=== EXERCÍCIO ESCRITO A ===
No excerto sobre o processo arbitral apresentado abaixo, qual o valor de IRC relativo à tributação autónoma que a AT considera devido?
=== EXERCÍCIO ESCRITO B ===
Prossiga a redação do excerto sobre o processo arbitral, reproduzido abaixo, a partir do ponto em que termina.

=== EXCERTO DA FONTE ===
+ + +

A AT, na sua resposta, alegou sinteticamente o seguinte, correspondendo, no essencial, à análise a que procedeu no Relatório de Inspecção Tributária:
(a) -“Ao abrigo de procedimento inspectivo encetado ao abrigo da ordem de serviços nº … concluíram os serviços inspectivos que “o sujeito passivo registou como gastos do exercício um total de € 1.491.566,75 relativos a encargos relacionados com viaturas ligeiras de passageiros, que não incluiu para efeitos do apuramento da tributação autónoma”. (cfr. artigo 8º da resposta)
(b)- “Os referidos encargos, exaustivamente identificados no documento que constitui o ANEXO I ao relatório inspectivo, têm como descritivo, designadamente: “cartão parque”; “Avenças de estacionamento”; “Lugares de estacionamento”; “Parking”; “Garagem”; “Cartões estacionamento”; “Taxas estacionamento viaturas”; “Estacionamento”; “Parking services”; “Rent –a – car”; “Parking automóvel” e “Portagens”. (cfr. artigo 9º da resposta)
(c)”Foram fornecedores dos serviços em causa, entre outros: “…”: “….”; “…”; “…”; “…”; “…;” “…”; “…”; “ …”; “… “;”…”; “…”; “ …”; “…”….” (cfr. artigo 10º da resposta)
(d) – “ Concluiu-se - ( …) que os aludidos encargos – todos relacionados com viaturas - decorrem de alugueres, portagens e estacionamento de viaturas próprias e de terceiros e foram efectuados ao serviços e no interesse do sujeito passivo” (cfr. artigo 11º da resposta)
(e) – “Pese embora tenha exercido direito de audição em face do projecto de relatório inspectivo, a Requerente nada disse sobre esta concreta correcção (descrita sob o ponto III. 1.1.1.1.1) tendo apenas informado “que a correcção constante do ponto III. 1.1.1.2 do Projecto de Relatório foi objecto de regularização voluntária”. (cfr. artigo 12º da resposta)
(f) – “Consequentemente, “Nos termos do nº 3 do artigo 88º do CIRC verifica-se que é devido o IRC relativo à Tributação autónoma a 10% dos referidos encargos, no valor de € 149.156,69”” (cfr. artigo 13º da resposta)
Conclui pela improcedência do pedido arbitral e pela sua absolvição dos pedidos formulados pela Requerente.
II. SANEAMENTO
8.O Tribunal Arbitral encontra-se regularmente constituído e é materialmente competente, nos termos dos artigos 2º nº 1 alínea a) e 30º, nº 1 do RJAT.
9.As partes gozam de personalidade e capacidade judiciárias, são legítimas e estão legalmente representadas (artigos 4º e 10º nº 2 do indicado diploma, e artigo 1º da Portaria nº 112-A72011, de 22 de Março).
10.O processo não enferma de nulidades que o invalidem.
11.Não há questões prévias, nem excepções a conhecer.

+ + +

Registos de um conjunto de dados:

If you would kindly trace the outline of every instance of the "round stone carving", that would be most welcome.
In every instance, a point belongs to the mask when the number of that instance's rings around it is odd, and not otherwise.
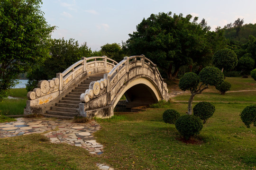
[[[49,85],[50,85],[50,87],[54,87],[54,85],[55,85],[55,83],[54,82],[54,81],[53,81],[53,80],[48,80],[48,82],[49,82]]]
[[[88,89],[85,91],[85,93],[88,94],[89,96],[89,97],[91,99],[93,97],[93,91],[91,89]]]
[[[100,86],[100,83],[98,82],[95,82],[93,84],[93,93],[94,95],[97,95],[100,94],[101,91],[101,87]]]
[[[58,78],[53,78],[53,80],[54,81],[55,85],[59,85],[59,84],[60,83],[60,79]]]
[[[100,81],[98,81],[98,82],[99,82],[99,83],[100,83],[100,86],[101,87],[101,89],[103,89],[104,87],[104,83],[103,83],[103,81],[100,80]]]
[[[39,87],[41,89],[41,91],[44,94],[47,93],[50,90],[49,82],[47,80],[43,80],[39,82]]]
[[[89,95],[88,94],[82,94],[80,96],[80,100],[82,102],[88,102],[90,101]]]
[[[33,92],[35,92],[36,93],[36,94],[37,94],[37,96],[41,96],[41,94],[42,94],[42,92],[41,91],[41,89],[39,88],[34,88],[33,90]]]
[[[103,80],[103,84],[104,84],[104,86],[107,87],[107,85],[108,85],[108,81],[107,81],[106,79],[104,79]]]
[[[28,100],[34,100],[36,99],[36,92],[29,92],[27,94],[27,97]]]

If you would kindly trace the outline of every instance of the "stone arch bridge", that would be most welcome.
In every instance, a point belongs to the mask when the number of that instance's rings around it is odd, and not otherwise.
[[[119,63],[106,56],[83,58],[28,92],[24,115],[109,118],[124,94],[130,108],[169,99],[156,65],[144,55]]]

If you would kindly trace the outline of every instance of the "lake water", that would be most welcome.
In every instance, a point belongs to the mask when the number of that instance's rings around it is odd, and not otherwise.
[[[28,80],[18,80],[19,83],[15,85],[15,87],[12,88],[26,88],[26,84],[27,83]]]

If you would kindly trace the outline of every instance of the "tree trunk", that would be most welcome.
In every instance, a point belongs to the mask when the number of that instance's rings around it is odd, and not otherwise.
[[[189,100],[189,103],[188,106],[188,114],[192,115],[192,102],[193,102],[193,100],[194,99],[194,97],[195,96],[195,94],[192,94],[190,96],[190,98]]]
[[[180,67],[178,66],[175,66],[175,69],[173,73],[172,74],[172,70],[173,69],[173,65],[170,64],[167,70],[167,78],[168,80],[174,80],[176,78],[179,71],[180,70]]]

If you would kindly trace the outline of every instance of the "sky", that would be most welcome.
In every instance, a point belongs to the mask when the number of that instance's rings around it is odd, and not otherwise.
[[[136,31],[136,26],[151,14],[171,11],[205,19],[214,31],[244,18],[256,23],[255,0],[43,0],[41,9],[51,26],[57,26],[52,38],[87,42],[92,51],[106,43],[121,44]]]

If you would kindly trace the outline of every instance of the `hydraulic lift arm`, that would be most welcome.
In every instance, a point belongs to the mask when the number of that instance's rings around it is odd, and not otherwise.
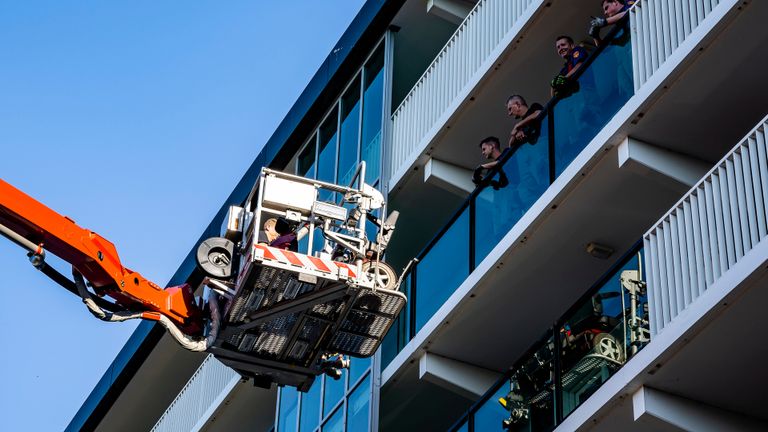
[[[70,291],[84,297],[84,277],[99,309],[130,318],[168,318],[188,336],[203,329],[202,312],[189,285],[163,289],[138,272],[123,267],[115,246],[93,231],[79,227],[29,195],[0,179],[0,233],[29,251],[33,265]],[[72,264],[75,281],[47,268],[45,253]],[[81,276],[82,275],[82,276]],[[79,285],[79,286],[78,286]],[[73,289],[74,288],[74,289]],[[109,296],[115,303],[102,298]],[[86,302],[87,303],[87,302]],[[89,305],[90,307],[90,305]],[[93,308],[91,308],[94,311]]]

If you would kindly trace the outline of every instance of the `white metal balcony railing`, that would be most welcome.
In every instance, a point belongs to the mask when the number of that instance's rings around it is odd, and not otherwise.
[[[635,91],[721,3],[733,1],[641,0],[636,3],[630,11]]]
[[[768,236],[764,118],[643,237],[651,334]]]
[[[534,3],[543,1],[480,0],[475,5],[392,115],[386,178],[393,179],[425,148],[424,139],[441,116],[495,63]]]
[[[171,402],[153,432],[189,432],[199,430],[224,397],[240,381],[240,375],[212,355],[192,375],[176,399]],[[204,424],[204,423],[203,423]]]

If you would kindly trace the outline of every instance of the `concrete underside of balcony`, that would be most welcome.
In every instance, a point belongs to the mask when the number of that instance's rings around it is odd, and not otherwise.
[[[254,387],[250,382],[238,383],[212,410],[200,429],[206,432],[268,431],[275,424],[277,392]]]
[[[397,416],[383,414],[382,430],[414,422],[450,425],[470,402],[419,380],[418,359],[424,352],[501,374],[688,189],[652,171],[619,168],[615,146],[624,138],[711,165],[765,115],[768,87],[762,85],[760,68],[750,66],[768,43],[763,24],[767,3],[730,10],[677,67],[660,70],[657,82],[630,99],[453,293],[384,371],[382,412]],[[539,19],[546,22],[549,14]],[[526,43],[531,38],[519,50]],[[519,88],[507,85],[513,72],[487,80],[472,105],[435,140],[434,157],[479,162],[477,138],[503,136],[510,125],[500,95]],[[420,230],[413,235],[423,235],[443,217],[433,209],[447,206],[430,199],[434,187],[418,174],[404,180],[395,200],[400,206],[393,205],[401,211],[400,226],[406,227],[396,236],[410,241],[415,241],[408,237],[411,223]],[[585,246],[593,241],[617,255],[607,261],[591,257]]]
[[[768,244],[763,241],[708,291],[672,320],[643,351],[568,417],[558,430],[681,430],[635,412],[641,387],[691,402],[726,422],[768,421],[765,387],[765,305]],[[639,420],[635,421],[635,417]],[[712,422],[710,421],[710,424]],[[757,430],[765,430],[768,423]],[[744,430],[737,426],[729,430]]]
[[[96,431],[152,429],[204,359],[164,334]]]

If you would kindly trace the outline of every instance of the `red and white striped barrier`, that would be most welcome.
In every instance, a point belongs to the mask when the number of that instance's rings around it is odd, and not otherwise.
[[[304,269],[321,273],[338,275],[340,278],[357,279],[357,269],[354,265],[316,258],[285,249],[255,244],[254,258],[261,260],[277,261],[281,264],[293,265]]]

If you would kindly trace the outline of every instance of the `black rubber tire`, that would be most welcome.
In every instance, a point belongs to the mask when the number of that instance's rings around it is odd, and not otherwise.
[[[395,289],[397,284],[397,273],[389,264],[379,261],[367,261],[363,263],[363,272],[374,276],[374,286],[376,289]]]
[[[598,354],[624,363],[624,349],[622,344],[609,333],[598,333],[592,339],[592,346]]]
[[[197,266],[206,275],[217,279],[232,276],[235,244],[223,237],[211,237],[197,247]]]

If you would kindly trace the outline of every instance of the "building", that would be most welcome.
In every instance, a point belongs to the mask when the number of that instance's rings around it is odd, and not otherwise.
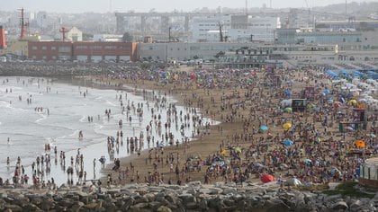
[[[312,31],[299,29],[277,29],[276,44],[342,44],[362,42],[362,33],[357,31]]]
[[[368,158],[360,165],[358,183],[378,189],[378,157]]]
[[[238,49],[250,49],[253,53],[236,54]],[[255,53],[255,49],[256,53]],[[261,50],[261,52],[260,52]],[[224,58],[217,55],[225,55]],[[246,58],[246,60],[244,59]],[[334,65],[378,62],[378,51],[365,50],[361,43],[338,44],[266,44],[260,42],[175,42],[140,43],[139,60],[189,61],[202,59],[220,63],[238,62],[240,65],[256,62],[282,62],[288,66],[299,65]]]
[[[48,14],[46,12],[38,12],[36,17],[37,25],[40,29],[46,29],[48,27]]]
[[[202,59],[215,60],[219,52],[226,52],[254,43],[237,42],[170,42],[170,43],[139,43],[138,58],[140,60],[188,61]]]
[[[135,61],[136,43],[29,41],[28,58],[34,60]]]
[[[223,38],[229,42],[273,42],[277,28],[281,28],[277,17],[227,14],[197,17],[193,21],[193,41],[220,41],[221,30]]]
[[[251,40],[265,42],[274,41],[274,31],[281,28],[278,17],[248,17],[248,29],[251,30]]]
[[[192,23],[192,40],[194,42],[216,42],[220,38],[209,40],[209,31],[228,31],[231,28],[231,15],[215,14],[203,17],[195,17]]]
[[[122,41],[123,35],[115,35],[115,34],[94,34],[94,41],[102,41],[102,42],[121,42]]]
[[[76,27],[72,27],[68,30],[66,34],[66,39],[68,41],[83,41],[83,32]]]

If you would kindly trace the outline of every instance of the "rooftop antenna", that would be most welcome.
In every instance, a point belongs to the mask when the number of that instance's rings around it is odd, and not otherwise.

+ + +

=== RESULTADO A ===
O valor de € 149.156,69, correspondente à tributação autónoma a 10% dos referidos encargos.

=== RESULTADO B ===
III. FUNDAMENTAÇÃO DE FACTO
Perante a posição assumida pelas partes, com base no processo administrativo apenso e perante a prova documental junta aos autos, e a apreciação que das mesmas fez o Tribunal, fixa-se a seguinte matéria de facto com relevo para a decisão:
1.A Requerente é uma sociedade que se dedica à actividade de transporte aéreo regular de passageiros, suas bagagens e carga.
2. Está enquadrada em IRC no regime geral de determinação do lucro tributável e, em sede de IVA, no regime normal com periodicidade mensal, sendo um sujeito passivo que realiza operações tributáveis, nos termos gerais.
3. Foi alvo de um procedimento inspectivo de carácter externo e de âmbito parcial, em sede de IRC, que incidiu sobre o exercício de 2011, iniciado em 01 de Outubro de 2012 e concluído em 24 de Dezembro de 2012 (cfr. relatório da inspecção tributária, consubstanciado sob o documento nº 2 junto com o pedido de pronúncia arbitral).
4. A Requerente registou no período de 2011, o montante de 1.491.566, 75 €, relativos a encargos suportados com alugueres (rent-a-car), portagens e estacionamento das suas viaturas e dos seus funcionários.
5. Tais custos foram considerados como indispensáveis para a realização dos rendimentos sujeitos a imposto ou para a manutenção da fonte produtora, de conformidade ao estatuído no artigo 23º do CIRC.
6. Em resultado da inspecção levada a cabo, entendeu a AT estar-se perante encargos passíveis de tributação autónoma, a coberto do disposto no artigo 88º do CIRC, à taxa de 10% sobre o indicado valor de 1.491.566,75 €.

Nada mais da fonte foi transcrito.